Image-grounded pointing data:
---

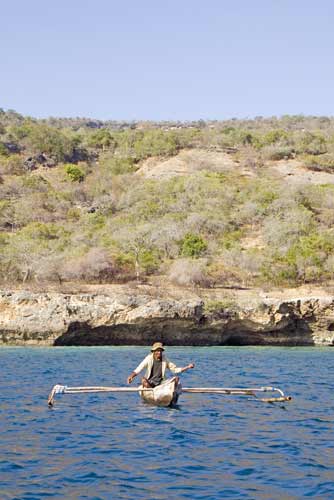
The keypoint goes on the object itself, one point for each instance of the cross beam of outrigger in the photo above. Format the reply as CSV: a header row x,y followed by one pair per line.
x,y
158,395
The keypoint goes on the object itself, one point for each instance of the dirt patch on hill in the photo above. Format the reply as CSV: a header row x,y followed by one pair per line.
x,y
188,162
295,172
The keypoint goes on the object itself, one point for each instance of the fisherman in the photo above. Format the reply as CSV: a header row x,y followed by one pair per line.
x,y
156,364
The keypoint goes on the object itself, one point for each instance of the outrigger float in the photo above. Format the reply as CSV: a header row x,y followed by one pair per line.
x,y
167,393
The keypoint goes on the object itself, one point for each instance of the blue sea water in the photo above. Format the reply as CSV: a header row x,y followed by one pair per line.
x,y
114,446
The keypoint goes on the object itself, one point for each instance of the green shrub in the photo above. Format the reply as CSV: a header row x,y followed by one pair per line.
x,y
193,245
75,173
323,163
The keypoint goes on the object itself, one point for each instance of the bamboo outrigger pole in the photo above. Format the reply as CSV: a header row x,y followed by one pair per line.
x,y
233,391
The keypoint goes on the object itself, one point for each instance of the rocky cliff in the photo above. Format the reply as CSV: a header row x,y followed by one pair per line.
x,y
123,317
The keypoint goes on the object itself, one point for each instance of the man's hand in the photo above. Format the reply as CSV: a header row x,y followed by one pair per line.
x,y
131,377
188,367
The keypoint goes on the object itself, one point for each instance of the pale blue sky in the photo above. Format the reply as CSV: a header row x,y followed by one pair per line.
x,y
167,60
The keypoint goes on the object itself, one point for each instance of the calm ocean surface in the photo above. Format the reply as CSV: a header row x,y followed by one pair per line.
x,y
103,446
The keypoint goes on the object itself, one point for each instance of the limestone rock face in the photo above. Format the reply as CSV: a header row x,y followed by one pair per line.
x,y
137,318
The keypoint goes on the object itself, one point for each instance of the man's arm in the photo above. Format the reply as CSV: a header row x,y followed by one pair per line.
x,y
139,368
188,367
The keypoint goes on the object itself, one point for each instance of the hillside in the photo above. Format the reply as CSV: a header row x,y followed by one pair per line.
x,y
213,204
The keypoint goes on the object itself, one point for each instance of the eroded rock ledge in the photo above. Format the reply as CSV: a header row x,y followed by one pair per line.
x,y
126,317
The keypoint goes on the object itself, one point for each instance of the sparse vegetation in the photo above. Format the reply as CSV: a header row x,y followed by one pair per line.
x,y
74,205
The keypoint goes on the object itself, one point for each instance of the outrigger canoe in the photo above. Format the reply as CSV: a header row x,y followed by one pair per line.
x,y
167,393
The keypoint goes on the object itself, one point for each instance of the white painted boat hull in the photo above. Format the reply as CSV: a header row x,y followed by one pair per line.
x,y
165,394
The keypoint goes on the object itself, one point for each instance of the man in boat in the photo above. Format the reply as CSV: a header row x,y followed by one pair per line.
x,y
156,364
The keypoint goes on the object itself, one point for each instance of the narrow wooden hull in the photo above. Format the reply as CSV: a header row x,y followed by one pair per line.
x,y
165,394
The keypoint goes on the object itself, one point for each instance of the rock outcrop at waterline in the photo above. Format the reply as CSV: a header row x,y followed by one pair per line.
x,y
139,319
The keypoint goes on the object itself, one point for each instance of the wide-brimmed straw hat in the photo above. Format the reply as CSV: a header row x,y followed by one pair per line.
x,y
156,346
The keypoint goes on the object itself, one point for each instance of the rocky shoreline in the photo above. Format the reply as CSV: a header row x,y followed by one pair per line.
x,y
139,316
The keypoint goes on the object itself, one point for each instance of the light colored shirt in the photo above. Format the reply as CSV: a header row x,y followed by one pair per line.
x,y
148,363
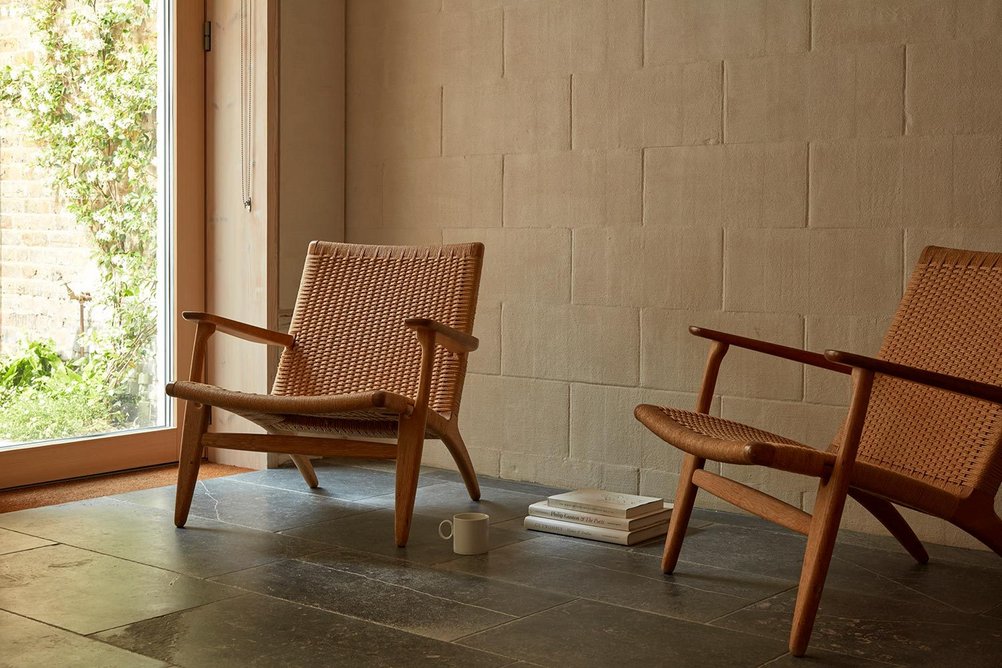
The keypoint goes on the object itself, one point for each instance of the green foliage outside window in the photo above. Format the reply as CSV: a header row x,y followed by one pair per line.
x,y
88,102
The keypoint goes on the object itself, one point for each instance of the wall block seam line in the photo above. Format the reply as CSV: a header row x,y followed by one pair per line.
x,y
643,186
904,90
811,36
504,39
723,101
643,33
570,112
504,163
807,185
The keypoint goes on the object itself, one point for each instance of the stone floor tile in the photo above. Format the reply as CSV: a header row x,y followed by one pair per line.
x,y
245,505
490,594
524,564
29,643
339,479
373,532
85,592
968,588
12,541
706,517
939,553
781,556
881,629
256,630
822,659
365,598
588,633
148,536
614,558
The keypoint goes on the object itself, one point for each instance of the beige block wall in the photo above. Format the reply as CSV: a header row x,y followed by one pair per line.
x,y
771,167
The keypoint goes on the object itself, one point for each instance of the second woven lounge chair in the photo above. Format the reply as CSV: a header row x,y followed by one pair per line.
x,y
924,429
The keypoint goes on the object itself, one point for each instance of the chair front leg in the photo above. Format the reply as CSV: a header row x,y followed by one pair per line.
x,y
685,494
195,423
684,499
410,445
827,515
305,466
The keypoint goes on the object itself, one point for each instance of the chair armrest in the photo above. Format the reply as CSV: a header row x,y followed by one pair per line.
x,y
452,340
962,386
240,329
776,350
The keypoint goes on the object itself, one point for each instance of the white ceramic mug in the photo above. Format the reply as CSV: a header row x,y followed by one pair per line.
x,y
469,532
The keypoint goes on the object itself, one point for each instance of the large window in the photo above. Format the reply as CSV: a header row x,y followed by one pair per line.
x,y
89,146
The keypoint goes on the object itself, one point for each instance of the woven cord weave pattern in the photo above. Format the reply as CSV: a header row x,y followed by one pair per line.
x,y
724,430
949,320
350,312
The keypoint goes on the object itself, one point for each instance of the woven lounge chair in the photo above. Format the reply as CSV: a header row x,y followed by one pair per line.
x,y
924,428
377,349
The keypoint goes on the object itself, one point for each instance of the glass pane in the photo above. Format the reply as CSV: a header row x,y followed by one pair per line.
x,y
82,217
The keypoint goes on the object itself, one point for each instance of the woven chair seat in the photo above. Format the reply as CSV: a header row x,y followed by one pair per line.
x,y
360,414
732,443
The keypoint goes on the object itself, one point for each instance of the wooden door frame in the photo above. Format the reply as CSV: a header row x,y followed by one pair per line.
x,y
33,464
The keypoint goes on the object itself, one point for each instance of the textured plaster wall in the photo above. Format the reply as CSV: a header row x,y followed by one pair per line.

---

**About this exercise:**
The records above should be returned word for word, with every picture left out.

**Result:**
The keypoint goes on the object itself, one point for each instance of the cross beam of outrigger in the photo above. Format the reply as CSV: a header row x,y followed by one pair per line.
x,y
158,395
The keypoint goes on the object itself, one point for each instance of the dirt patch on hill in the photo above. Format the reply as CSV: a header row x,y followed by one pair per line.
x,y
188,162
295,172
The keypoint goes on the object itself, one point for each instance of the fisherman in the photo above. Format the reply as CSV: a header row x,y followed by one pair per line.
x,y
156,364
The keypoint goes on the object itself, one point for each instance of the outrigger float in the photo above. Format the reply as CSV: a header row x,y followed by one pair per line.
x,y
167,393
The keypoint goes on the object itself, one point for each instance of the blue sea water in the photo above. Format the reply as CSV: a header row x,y followed by one pair per line.
x,y
114,446
The keypoint goes on the object itself, one point for each instance of the green shrub in the photo above. Format the reply as CSV: a header row x,y followed by one pair per line.
x,y
193,245
75,173
323,163
The keypoint goes on the object itself, one point for each instance of the bamboo outrigger pole in the photo above. Format the reply as CSV: a header row x,y followed by one pair per line.
x,y
233,391
The keypoint goes on the object itself, one point for each instance of the rocky cliff in the photo above. Format the reply as CSV: a header row x,y followed by one pair per line.
x,y
123,317
The keypoint goes on the object itself, one point for each instance of the man's hand in the photo above. Format the reply as CSV: a header row x,y followed by one pair per line.
x,y
131,377
188,367
The keypoint goes on the object itself, one point for each instance of the pale blue sky in the photo above. Format the reply as CSV: a header row x,y followed by one pair per line.
x,y
167,60
The keypoint goes on the object itself, one point for each instance of the calm ocean surface in the photo above. Format the reply as CSV: a header row x,y followed by one pair per line.
x,y
103,446
The keypoint goes on the object itself, one point for each instance of the limestone rock face in the photo above. Format the reply as CSV: a header row x,y followed by one pair per line.
x,y
137,318
The keypoint goes on the object itself, one point for each instance of the man's arm in the photo above. Format the reply as CSV: a header row x,y followed by one pair per line.
x,y
139,368
188,367
The keypoint goes on the object itself, one point for each instance of the hillside in the photo above. Format the reply as CSV: a header row x,y followed by one pair per line.
x,y
213,204
The keypoint goes on the object itself, one point for each instance of the eroded rock ledge in the photo above. Format the reply as CSV: a header row x,y followed by one pair per line.
x,y
126,317
The keypoint goes on the object itself, one point for each instance of the sparse vegetation in the photo above. Format the reply as CSV: a header row x,y followed by one pair per line.
x,y
74,205
The keypoint goes on the object itself, one point for each instance of the outrigger canoe in the photo above. Format the reply as CSV: a header row x,y followed by one pair per line.
x,y
167,393
The keypoint goes on the object itself, one point for each instance of the white painted boat hull in the photo above. Format the reply as CSV: a header row x,y followed by one pair per line.
x,y
165,394
The keypoint goes on the object itself, one point for each instance of the man in boat in the photo above. Format the reply as CSV: a header row x,y followed by one pair per line.
x,y
156,364
The keypoint goes on the object itself, one point for each instance of the narrow wooden hull in the photo above. Format the reply as CSV: a header row x,y followed by one pair per line.
x,y
165,394
The keypoint goes on the object itself, one point for each instance of the rock outcrop at waterline in the photo above. Format the reply as CSV: a header row x,y followed by one pair per line.
x,y
139,319
The keypoint goes on the object itself, one point for each instance of the wide-brimmed straw hat in the photo above. Format the reply as CSV: a header row x,y followed by one pair per line.
x,y
156,346
The keypoint goes on the object itself, one point for each instance of the rocky shoreline in the photo above. Format the reply as CSV: a header row x,y followed by one pair per line.
x,y
139,316
The keypoint goes on the object itself, one point for each instance of the light colored shirt in the photo above. Format the reply as CSV: a header row x,y followed by one pair per line.
x,y
148,363
The keypoint goes on the object itself, one point for each instance of the green foliage outside window in the photo above. Format the reply as CSV: a header row x,y followed by one pair per line.
x,y
88,102
The keypoint goes on the object itself, one point for each instance of the wall block seam line in the photo above. Format the reply as CSV: a header row x,y followed by one pair per line.
x,y
643,186
904,90
811,36
504,39
723,101
643,33
570,112
504,163
807,185
The keypoint goes on the object itself, one point for each instance of the stone floor tile in the photo above. Format the reply as CSV: a header row x,y followed by one pair per line.
x,y
245,505
490,594
524,564
29,643
339,479
373,532
85,592
968,588
12,541
706,517
939,553
781,556
881,629
256,630
822,659
365,598
588,633
148,536
614,558
The keypoint goes on the object itself, one point for each instance of the beige block wall in the photo above. Format the reply as CSV: a header row x,y followed by one pair per line.
x,y
771,167
The keypoint goes on the object itself, one point for each instance of the second woven lounge chair in the photo above. Format the reply as CSV: a header row x,y followed by one pair per line.
x,y
924,429
The keypoint goes on the object itself, one point for each instance of the chair front leg in the photo above. Format the reply as CSV: a header row x,y followed by one pair per line.
x,y
685,494
195,423
684,499
410,445
827,515
305,466
The keypoint goes on the object itself, one point for each instance of the chair armrest in the photo above. Format the reply as CSV: a header row x,y followed by one pair per line.
x,y
452,340
962,386
240,329
776,350
The keypoint goes on the object itself, one point for each instance of the white ceramic mug in the photo above. Format the reply as CSV: a header row x,y followed by one pair per line.
x,y
469,532
The keypoint goes on the object itself, one point for each instance of the large window in the photo above. Format the reply as CSV: a header row x,y followed by one pair per line.
x,y
89,146
The keypoint goes on the object itself, one point for each instance of the woven cord weave pattern in the photo above. Format the reply as CSV: a header row x,y followed by one pair per line.
x,y
724,430
949,320
350,312
The keypoint goes on the object itself, one point for each instance of the woven lounge chair in the photo above. Format the reply as CSV: a header row x,y followed by one pair per line.
x,y
924,428
377,349
The keypoint goes on the object itself, one point for each instance of the glass pane in the photo above. Format the reply as CSV: a header row x,y followed by one pair per line.
x,y
82,217
The keypoint goes on the object itself, one point for each instance of the woven chair seat in the photo above. Format the reply as CSV: a header row x,y followed by one pair per line.
x,y
360,414
732,443
The keypoint goes on the object itself, one point for each instance of the wooden door frame in the photo above. Format the reply as CSV: a header row x,y followed by one pair per line.
x,y
33,464
The keypoint goes on the object itself, one point for each instance of the textured plaster wall in the photo above. Format the reply as CSV: a header row x,y followed by one pair per line.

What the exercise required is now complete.